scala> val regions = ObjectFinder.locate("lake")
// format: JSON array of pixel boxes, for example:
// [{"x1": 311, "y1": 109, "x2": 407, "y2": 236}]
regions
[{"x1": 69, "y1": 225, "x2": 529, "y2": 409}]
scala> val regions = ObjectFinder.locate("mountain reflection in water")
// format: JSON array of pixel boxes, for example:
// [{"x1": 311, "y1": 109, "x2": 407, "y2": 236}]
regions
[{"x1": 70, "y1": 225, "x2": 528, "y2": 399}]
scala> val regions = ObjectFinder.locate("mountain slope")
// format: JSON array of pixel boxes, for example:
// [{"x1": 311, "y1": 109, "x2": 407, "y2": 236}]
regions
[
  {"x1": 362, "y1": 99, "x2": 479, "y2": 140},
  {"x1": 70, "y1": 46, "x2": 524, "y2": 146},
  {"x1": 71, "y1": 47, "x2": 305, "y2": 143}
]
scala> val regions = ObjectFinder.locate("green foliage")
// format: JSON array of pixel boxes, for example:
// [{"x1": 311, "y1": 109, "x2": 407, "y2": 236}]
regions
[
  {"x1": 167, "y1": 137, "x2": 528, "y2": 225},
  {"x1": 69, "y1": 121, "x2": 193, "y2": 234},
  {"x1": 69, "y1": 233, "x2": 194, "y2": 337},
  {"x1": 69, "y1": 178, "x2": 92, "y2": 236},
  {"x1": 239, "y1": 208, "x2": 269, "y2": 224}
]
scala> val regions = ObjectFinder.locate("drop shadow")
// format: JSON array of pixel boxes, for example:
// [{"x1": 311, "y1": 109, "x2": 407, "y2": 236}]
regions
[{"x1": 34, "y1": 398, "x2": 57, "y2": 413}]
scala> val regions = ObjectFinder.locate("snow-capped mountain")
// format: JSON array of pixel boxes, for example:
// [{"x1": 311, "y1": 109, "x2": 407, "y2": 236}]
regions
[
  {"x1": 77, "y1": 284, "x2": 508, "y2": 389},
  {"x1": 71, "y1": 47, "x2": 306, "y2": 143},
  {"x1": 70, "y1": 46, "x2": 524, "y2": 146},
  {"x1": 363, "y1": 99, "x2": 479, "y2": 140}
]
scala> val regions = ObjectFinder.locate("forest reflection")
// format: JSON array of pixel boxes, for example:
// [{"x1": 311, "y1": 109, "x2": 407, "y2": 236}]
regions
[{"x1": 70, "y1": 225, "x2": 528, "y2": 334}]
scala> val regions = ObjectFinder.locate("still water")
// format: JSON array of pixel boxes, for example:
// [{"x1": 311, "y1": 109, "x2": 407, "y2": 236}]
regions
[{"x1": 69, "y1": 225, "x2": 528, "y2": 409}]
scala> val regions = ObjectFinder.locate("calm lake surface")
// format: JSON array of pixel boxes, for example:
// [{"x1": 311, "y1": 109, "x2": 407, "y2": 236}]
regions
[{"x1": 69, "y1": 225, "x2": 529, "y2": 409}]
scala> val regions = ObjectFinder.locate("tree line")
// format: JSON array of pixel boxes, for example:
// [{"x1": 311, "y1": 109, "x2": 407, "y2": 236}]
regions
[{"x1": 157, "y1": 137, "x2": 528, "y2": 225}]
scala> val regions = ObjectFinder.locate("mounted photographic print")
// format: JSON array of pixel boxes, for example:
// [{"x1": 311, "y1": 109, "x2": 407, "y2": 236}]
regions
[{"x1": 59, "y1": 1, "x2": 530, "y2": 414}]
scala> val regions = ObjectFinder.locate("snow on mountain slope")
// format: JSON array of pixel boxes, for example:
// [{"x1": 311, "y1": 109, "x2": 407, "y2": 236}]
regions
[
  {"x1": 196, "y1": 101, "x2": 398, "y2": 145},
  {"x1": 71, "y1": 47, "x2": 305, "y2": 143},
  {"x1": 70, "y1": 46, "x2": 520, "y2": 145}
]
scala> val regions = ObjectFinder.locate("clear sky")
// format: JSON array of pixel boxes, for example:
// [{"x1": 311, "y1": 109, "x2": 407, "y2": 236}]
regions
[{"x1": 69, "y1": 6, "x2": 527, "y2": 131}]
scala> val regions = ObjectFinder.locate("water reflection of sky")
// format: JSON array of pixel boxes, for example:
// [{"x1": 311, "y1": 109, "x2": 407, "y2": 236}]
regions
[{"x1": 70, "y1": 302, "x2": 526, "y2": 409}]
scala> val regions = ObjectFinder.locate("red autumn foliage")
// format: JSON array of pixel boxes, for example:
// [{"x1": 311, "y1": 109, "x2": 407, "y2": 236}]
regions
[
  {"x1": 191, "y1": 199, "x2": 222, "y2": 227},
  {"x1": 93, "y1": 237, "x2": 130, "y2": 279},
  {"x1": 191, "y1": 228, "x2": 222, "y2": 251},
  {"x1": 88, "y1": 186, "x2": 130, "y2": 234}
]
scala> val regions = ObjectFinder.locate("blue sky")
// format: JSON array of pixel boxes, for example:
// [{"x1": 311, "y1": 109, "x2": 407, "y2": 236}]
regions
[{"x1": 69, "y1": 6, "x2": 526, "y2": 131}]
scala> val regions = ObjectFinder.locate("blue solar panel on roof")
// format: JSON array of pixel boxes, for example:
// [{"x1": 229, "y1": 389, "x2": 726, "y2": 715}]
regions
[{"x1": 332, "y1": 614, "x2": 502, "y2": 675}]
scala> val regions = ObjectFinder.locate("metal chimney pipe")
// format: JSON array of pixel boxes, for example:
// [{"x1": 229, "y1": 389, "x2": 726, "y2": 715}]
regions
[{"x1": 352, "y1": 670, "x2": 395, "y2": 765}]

········

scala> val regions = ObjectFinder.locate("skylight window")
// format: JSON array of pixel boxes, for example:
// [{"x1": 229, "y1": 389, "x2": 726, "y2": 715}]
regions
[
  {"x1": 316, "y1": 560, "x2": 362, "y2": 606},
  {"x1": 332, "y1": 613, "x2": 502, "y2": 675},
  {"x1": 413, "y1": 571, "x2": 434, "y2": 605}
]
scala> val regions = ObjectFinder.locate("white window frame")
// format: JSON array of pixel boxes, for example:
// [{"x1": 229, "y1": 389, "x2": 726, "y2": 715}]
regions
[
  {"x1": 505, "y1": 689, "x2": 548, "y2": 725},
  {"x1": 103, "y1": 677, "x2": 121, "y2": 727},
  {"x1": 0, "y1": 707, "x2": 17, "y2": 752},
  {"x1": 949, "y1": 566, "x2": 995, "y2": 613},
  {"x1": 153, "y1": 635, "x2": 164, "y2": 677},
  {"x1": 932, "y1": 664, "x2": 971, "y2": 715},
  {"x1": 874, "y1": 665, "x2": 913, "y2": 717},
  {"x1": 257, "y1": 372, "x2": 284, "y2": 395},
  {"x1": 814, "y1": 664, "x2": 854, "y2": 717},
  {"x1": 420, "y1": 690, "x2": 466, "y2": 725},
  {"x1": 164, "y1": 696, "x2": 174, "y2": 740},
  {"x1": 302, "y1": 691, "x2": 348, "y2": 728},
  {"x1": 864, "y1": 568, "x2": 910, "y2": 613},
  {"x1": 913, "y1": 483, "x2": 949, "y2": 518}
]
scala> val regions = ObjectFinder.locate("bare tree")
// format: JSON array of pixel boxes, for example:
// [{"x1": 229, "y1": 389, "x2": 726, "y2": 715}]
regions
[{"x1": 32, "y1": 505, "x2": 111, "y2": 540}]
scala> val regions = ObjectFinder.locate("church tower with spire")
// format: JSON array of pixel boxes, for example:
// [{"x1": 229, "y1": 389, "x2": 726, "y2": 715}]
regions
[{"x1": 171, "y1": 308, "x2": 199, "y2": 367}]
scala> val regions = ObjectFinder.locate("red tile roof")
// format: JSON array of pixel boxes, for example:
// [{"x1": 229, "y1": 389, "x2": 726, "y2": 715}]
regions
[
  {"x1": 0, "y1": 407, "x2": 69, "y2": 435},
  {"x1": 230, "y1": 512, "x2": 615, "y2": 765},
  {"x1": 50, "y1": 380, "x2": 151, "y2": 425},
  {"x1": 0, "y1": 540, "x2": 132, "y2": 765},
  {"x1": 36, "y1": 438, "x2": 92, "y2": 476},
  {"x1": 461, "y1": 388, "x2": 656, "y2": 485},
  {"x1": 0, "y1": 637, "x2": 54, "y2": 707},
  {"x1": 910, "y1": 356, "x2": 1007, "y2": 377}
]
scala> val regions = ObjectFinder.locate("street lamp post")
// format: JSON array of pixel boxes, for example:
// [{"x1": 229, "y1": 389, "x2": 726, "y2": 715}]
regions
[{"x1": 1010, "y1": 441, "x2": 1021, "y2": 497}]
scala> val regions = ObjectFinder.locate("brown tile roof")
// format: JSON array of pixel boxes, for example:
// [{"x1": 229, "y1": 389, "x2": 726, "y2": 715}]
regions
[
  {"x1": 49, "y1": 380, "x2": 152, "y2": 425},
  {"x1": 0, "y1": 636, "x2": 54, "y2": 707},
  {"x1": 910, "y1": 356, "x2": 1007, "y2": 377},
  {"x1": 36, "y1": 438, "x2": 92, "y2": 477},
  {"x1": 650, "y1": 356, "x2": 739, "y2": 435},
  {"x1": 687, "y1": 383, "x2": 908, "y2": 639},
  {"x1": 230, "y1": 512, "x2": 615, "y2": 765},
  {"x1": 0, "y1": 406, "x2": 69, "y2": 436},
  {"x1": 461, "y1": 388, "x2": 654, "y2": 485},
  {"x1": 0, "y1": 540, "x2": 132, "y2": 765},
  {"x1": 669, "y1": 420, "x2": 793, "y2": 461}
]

········

# [작업 목표]
위 행에서 "lake"라는 단어가 들어 있는 줄을 모두 찾아 한 줄도 빠짐없이 나열해 주세요.

# [응답]
scala> val regions = ObjectFinder.locate("lake")
scala> val regions = ObjectFinder.locate("calm lake surface")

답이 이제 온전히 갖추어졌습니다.